- **THINGS TO DO**
1. Answer these questions using the passage on cryptocurrency and civil liberties.
(a) What did protesters in Hong Kong wait in line to buy tickets with?
(b) What device did studios try to make illegal in the 1980s?
(c) What acronym have government agencies made up?
2. Reproduce the passage on cryptocurrency and civil liberties word for word, beginning at "The refrain that" and ending after "FATF’s crypto guidance?".

The idea that anonymity is bad and that tools that enhance privacy enable crime. Privacy and anonymity are not bad or illegal; they are essential for civil liberties. And this is especially true for financial transactions.

I remember pictures from the Hong Kong protests showing long lines at subway stations as pro-democracy protesters waited to purchase tickets with cash so that their electronic purchases would not place them at the scene of the protest. For me, this underscores that a cashless society is a surveillance society, and shows the importance of anonymous transactions. Cryptocurrency is important for civil liberties precisely because it imports the anonymity of cash into the online world. That is a feature, not a bug. 

The refrain that cryptocurrency facilitates crime is wrong. This is exactly the line of reasoning we hear from critics of end-to-end encryption and Tor. But the fact that a technology could be used to violate the law does not mean that there is something wrong with that technology. Notably, criminals have long used cash to commit crimes, but we don’t call for a ban on cash as a result and we don’t blame Ford when one of its cars is used as a getaway vehicle in a bank robbery. That may sound like an outlandish hypothetical, but I’m reminded that in the 1980s studios actually tried to make VCRs illegal because they could be used for copyright infringement, and they almost succeeded. 

What do you think about recent crypto regulatory proposals like FinCEN’s crypto reporting requirements, the Department of Justice’s Crypto Enforcement Framework, and FATF’s crypto guidance?

I think these are a disaster for civil liberties. Unfortunately, the U.S. government has been increasingly pushing to extend the financial surveillance of the traditional banking system to cryptocurrency. For example, government agencies have been specifically targeting privacy coins, and have even made up an acronym – “AECs” or “anonymity-enhanced cryptocurrencies.”

(Object pointing dataset rows)
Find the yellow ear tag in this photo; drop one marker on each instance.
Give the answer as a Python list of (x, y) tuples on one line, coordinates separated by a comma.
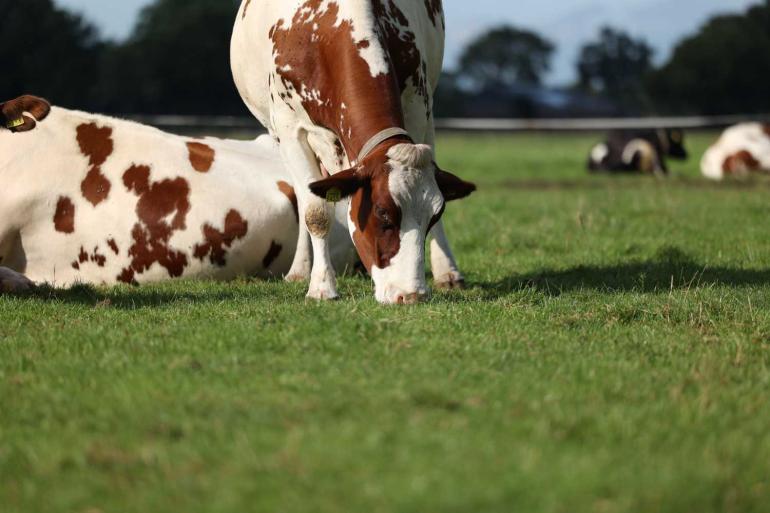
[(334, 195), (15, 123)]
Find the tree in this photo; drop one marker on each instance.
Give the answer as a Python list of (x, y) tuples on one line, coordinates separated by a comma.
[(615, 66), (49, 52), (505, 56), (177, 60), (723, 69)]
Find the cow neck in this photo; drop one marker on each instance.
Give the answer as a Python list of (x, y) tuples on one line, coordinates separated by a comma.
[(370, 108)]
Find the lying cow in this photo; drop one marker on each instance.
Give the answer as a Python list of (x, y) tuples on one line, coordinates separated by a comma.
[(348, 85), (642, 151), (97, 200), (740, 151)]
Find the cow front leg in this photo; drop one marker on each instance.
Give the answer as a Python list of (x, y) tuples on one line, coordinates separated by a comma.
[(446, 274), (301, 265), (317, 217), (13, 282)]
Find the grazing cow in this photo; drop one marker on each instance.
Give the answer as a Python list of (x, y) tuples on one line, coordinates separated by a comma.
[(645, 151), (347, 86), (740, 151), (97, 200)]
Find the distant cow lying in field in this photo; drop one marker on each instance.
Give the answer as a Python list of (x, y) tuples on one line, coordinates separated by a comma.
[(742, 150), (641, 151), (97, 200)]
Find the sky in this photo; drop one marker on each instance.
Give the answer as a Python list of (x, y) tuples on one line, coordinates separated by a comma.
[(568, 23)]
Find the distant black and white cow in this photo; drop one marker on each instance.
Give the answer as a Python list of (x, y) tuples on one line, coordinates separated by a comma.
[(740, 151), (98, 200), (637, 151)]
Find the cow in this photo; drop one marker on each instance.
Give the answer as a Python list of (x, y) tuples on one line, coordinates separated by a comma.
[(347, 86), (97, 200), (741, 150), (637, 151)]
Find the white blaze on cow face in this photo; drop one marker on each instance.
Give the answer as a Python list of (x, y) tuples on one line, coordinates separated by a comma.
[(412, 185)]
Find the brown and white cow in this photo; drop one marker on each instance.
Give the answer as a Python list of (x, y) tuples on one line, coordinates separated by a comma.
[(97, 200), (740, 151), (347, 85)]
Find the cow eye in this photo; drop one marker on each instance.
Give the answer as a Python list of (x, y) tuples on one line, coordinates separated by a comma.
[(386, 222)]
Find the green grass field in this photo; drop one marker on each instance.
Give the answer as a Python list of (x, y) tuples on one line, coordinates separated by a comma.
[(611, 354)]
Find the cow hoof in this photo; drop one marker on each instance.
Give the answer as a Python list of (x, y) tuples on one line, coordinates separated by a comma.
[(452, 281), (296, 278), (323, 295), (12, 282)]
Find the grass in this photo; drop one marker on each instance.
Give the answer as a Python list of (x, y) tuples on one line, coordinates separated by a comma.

- **TASK SOLUTIONS**
1.
(a) Cash
(b) VCRs
(c) "AECs" ("anonymity-enhanced cryptocurrencies")

2.
The refrain that cryptocurrency facilitates crime is wrong. This is exactly the line of reasoning we hear from critics of end-to-end encryption and Tor. But the fact that a technology could be used to violate the law does not mean that there is something wrong with that technology. Notably, criminals have long used cash to commit crimes, but we don’t call for a ban on cash as a result and we don’t blame Ford when one of its cars is used as a getaway vehicle in a bank robbery. That may sound like an outlandish hypothetical, but I’m reminded that in the 1980s studios actually tried to make VCRs illegal because they could be used for copyright infringement, and they almost succeeded. 

What do you think about recent crypto regulatory proposals like FinCEN’s crypto reporting requirements, the Department of Justice’s Crypto Enforcement Framework, and FATF’s crypto guidance?